- _DATA SUPPLIED_:
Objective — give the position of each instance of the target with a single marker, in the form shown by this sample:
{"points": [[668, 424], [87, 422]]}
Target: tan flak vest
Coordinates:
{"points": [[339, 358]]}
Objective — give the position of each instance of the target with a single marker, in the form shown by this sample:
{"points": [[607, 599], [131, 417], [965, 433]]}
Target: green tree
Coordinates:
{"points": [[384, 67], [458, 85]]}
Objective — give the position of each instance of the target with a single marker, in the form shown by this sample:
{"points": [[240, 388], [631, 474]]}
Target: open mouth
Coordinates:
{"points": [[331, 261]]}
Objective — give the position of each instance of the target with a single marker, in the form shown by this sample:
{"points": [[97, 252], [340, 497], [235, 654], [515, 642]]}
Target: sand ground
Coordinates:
...
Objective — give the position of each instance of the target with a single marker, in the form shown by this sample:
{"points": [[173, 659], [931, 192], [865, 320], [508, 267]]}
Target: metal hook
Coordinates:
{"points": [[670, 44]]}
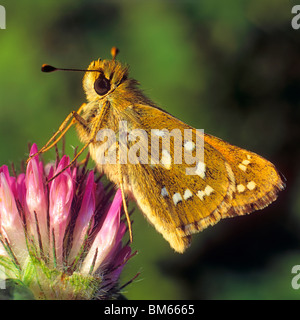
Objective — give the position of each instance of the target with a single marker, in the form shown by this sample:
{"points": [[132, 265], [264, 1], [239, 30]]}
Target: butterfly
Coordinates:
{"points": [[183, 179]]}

- _TASK OBJECTIVE_: Please return every line from the records above that contains the string "points". Uppercase and lowercase must match.

- _EXERCISE RESULT_:
{"points": [[668, 424], [87, 422]]}
{"points": [[339, 358]]}
{"points": [[607, 599], [131, 417], [965, 433]]}
{"points": [[384, 67], [458, 85]]}
{"points": [[240, 388], [631, 474]]}
{"points": [[331, 261]]}
{"points": [[97, 252], [340, 497], [235, 654], [515, 642]]}
{"points": [[173, 659], [931, 192], [865, 320], [508, 267]]}
{"points": [[670, 44]]}
{"points": [[132, 265], [264, 1], [239, 30]]}
{"points": [[183, 179]]}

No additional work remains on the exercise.